#### [Task prompt]
Looking at the data below, state how many lines contain "instance". No other words are wanted.

━━━━━ Provided data

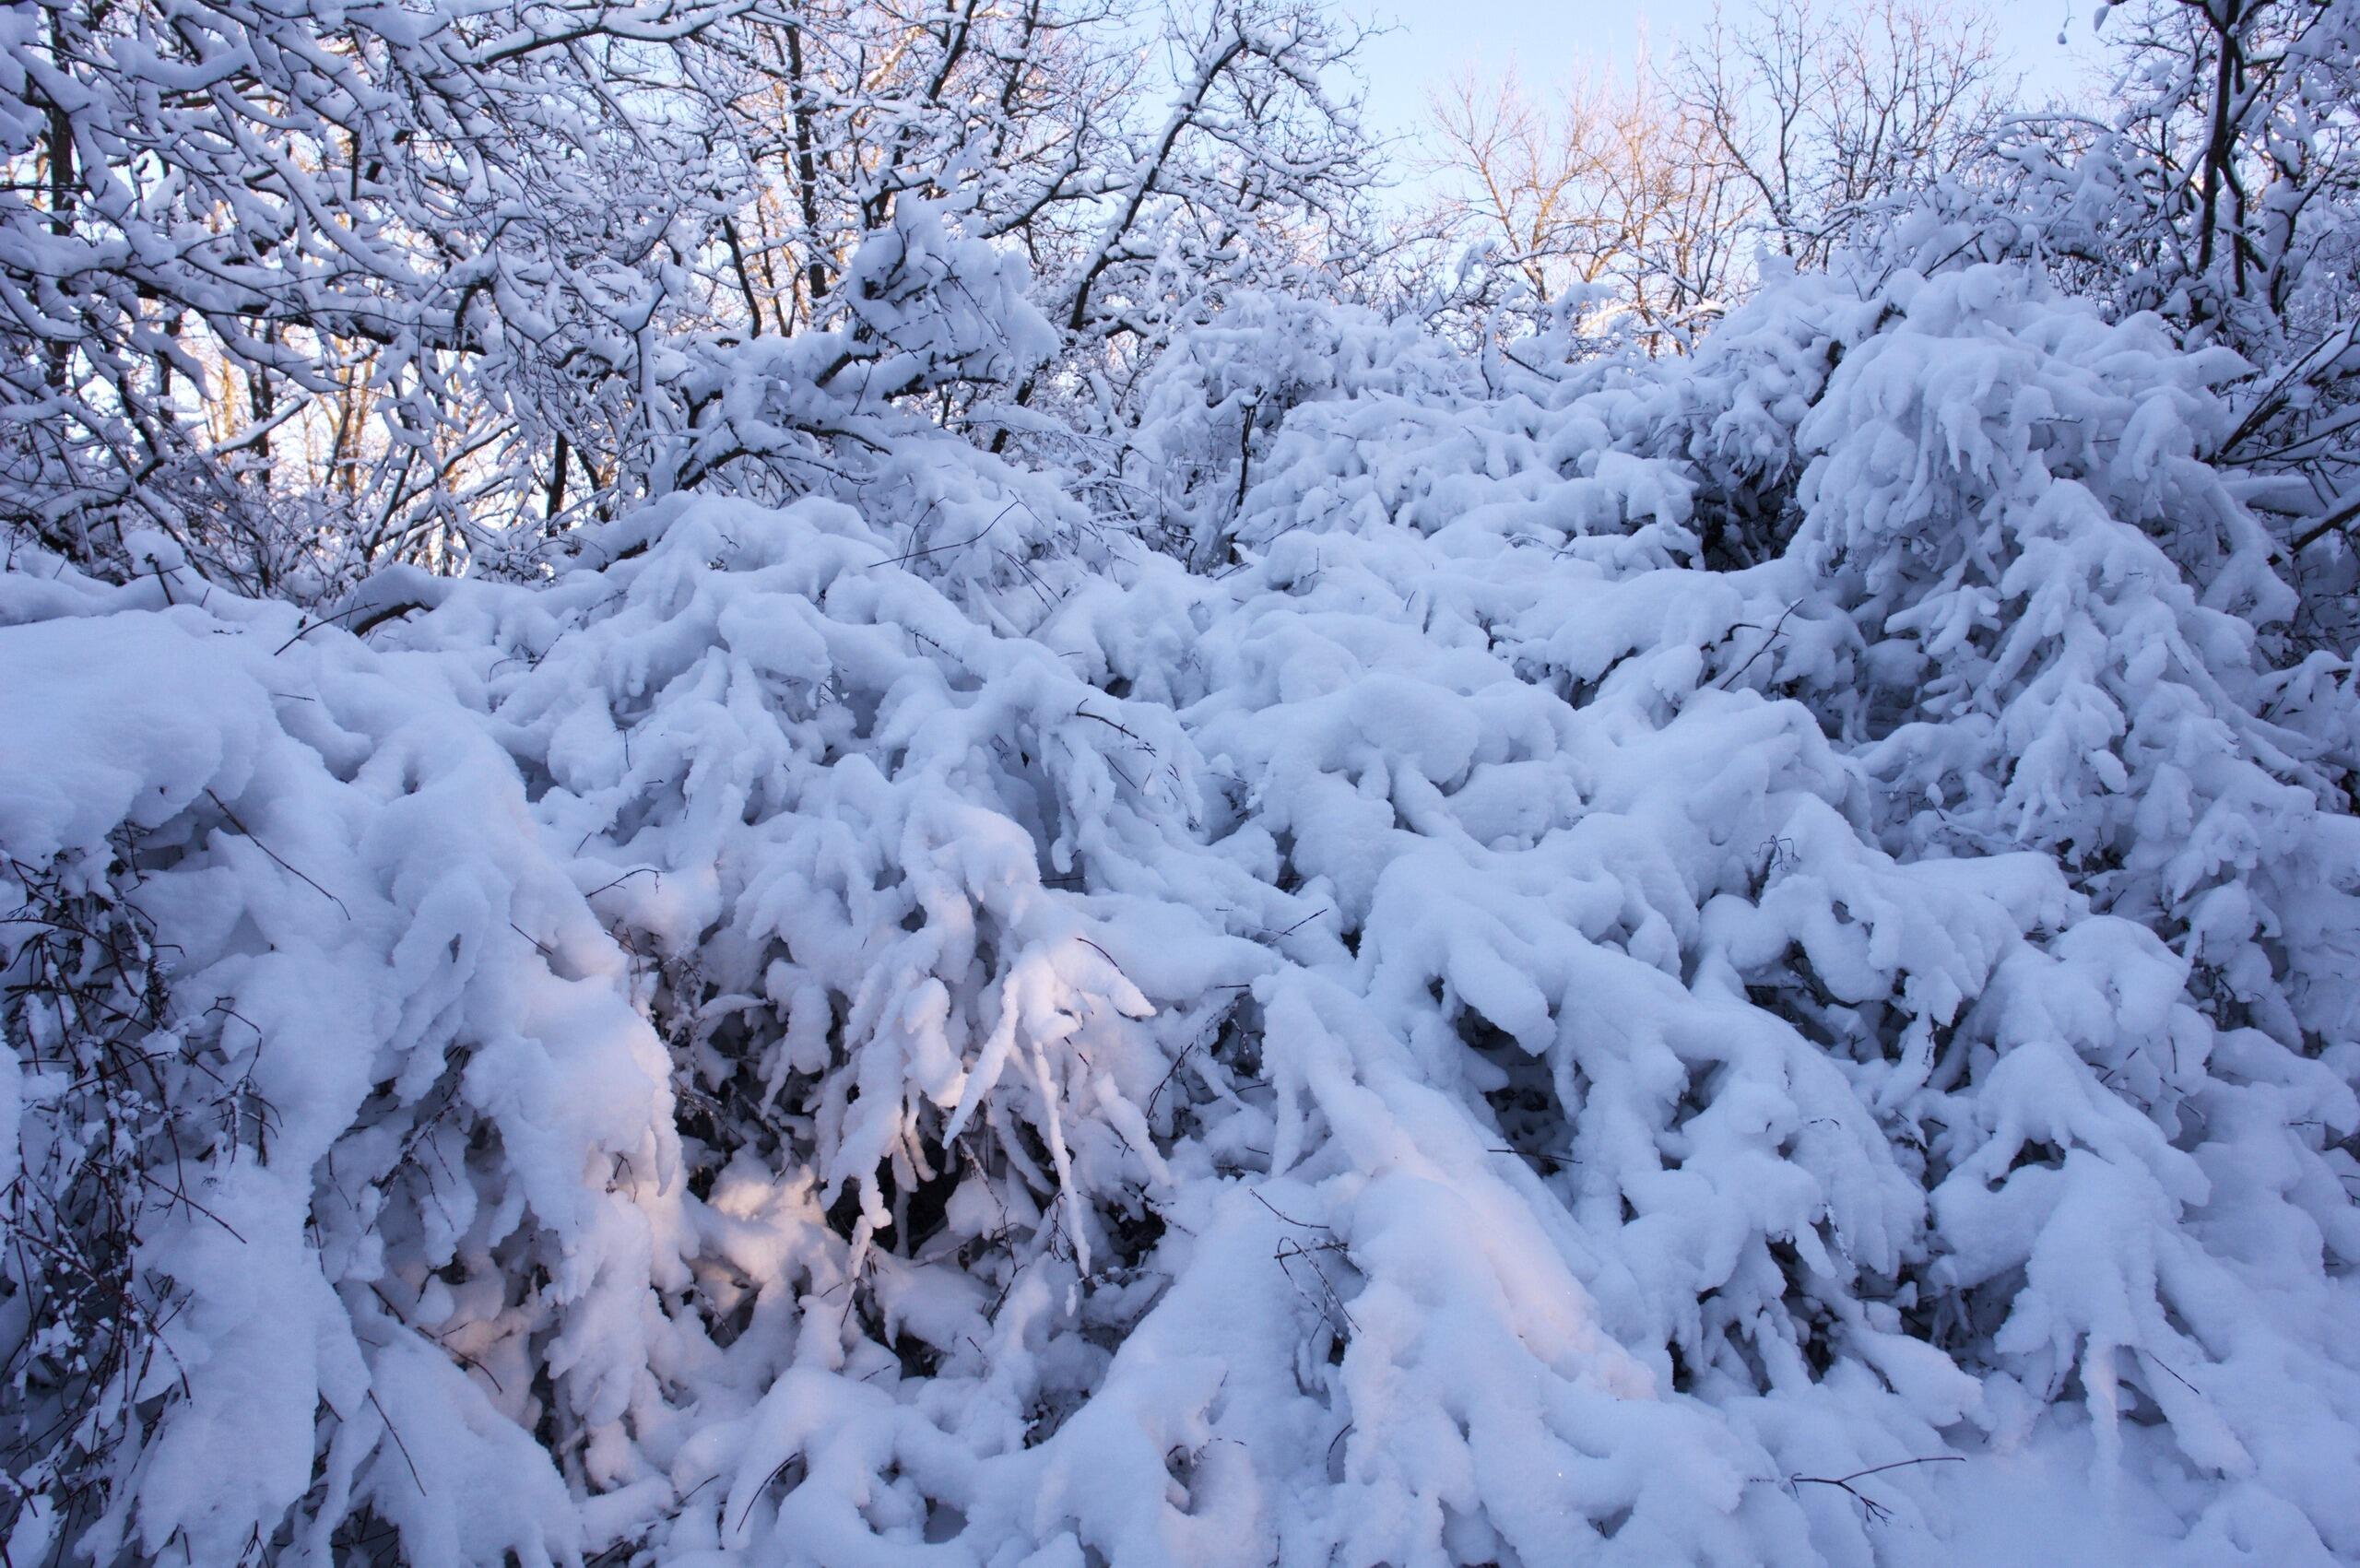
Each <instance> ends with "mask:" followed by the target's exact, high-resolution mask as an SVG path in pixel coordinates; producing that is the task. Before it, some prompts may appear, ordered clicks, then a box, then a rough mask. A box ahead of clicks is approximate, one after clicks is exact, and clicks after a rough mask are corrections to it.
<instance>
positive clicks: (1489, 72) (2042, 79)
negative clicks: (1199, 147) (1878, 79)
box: [1345, 0, 2098, 135]
mask: <svg viewBox="0 0 2360 1568" xmlns="http://www.w3.org/2000/svg"><path fill="white" fill-rule="evenodd" d="M1831 5H1838V7H1841V5H1843V0H1831ZM1345 9H1348V12H1350V14H1357V17H1362V19H1369V21H1378V24H1390V31H1385V33H1381V35H1376V38H1371V40H1369V43H1366V45H1364V50H1362V71H1364V73H1366V78H1369V109H1366V123H1369V130H1371V132H1381V135H1402V132H1409V130H1414V128H1416V125H1418V120H1421V118H1423V113H1425V94H1428V90H1430V87H1433V85H1437V83H1442V80H1449V78H1451V76H1454V73H1458V71H1463V68H1468V66H1473V68H1477V71H1482V73H1487V76H1494V73H1499V71H1503V68H1506V66H1510V64H1513V66H1515V71H1517V76H1520V78H1522V80H1525V85H1527V87H1546V83H1548V80H1551V76H1555V73H1560V71H1565V68H1567V66H1576V64H1591V61H1600V59H1605V61H1612V64H1617V66H1621V68H1624V71H1628V66H1631V61H1633V59H1635V57H1638V52H1640V45H1643V40H1645V47H1647V50H1650V52H1652V54H1654V57H1657V59H1661V57H1666V54H1671V50H1676V47H1678V45H1680V40H1683V38H1690V35H1692V33H1694V31H1697V28H1702V26H1704V21H1706V19H1709V17H1711V14H1713V0H1605V2H1598V0H1555V2H1551V0H1348V5H1345ZM1746 9H1751V7H1749V0H1728V5H1725V12H1728V17H1730V19H1732V21H1735V19H1739V17H1742V14H1744V12H1746ZM1987 9H1989V14H1992V21H1994V24H1997V31H1999V43H2001V47H2004V50H2008V54H2013V61H2015V66H2018V68H2020V71H2023V73H2025V83H2027V97H2032V99H2039V97H2046V94H2048V92H2065V90H2070V87H2072V85H2074V78H2077V73H2079V66H2082V64H2084V61H2089V59H2093V57H2096V52H2098V50H2096V40H2093V35H2091V12H2093V9H2096V0H1987ZM2060 33H2065V35H2067V43H2063V45H2060V43H2058V35H2060Z"/></svg>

━━━━━━━━━━

#### [Answer to this exercise]
2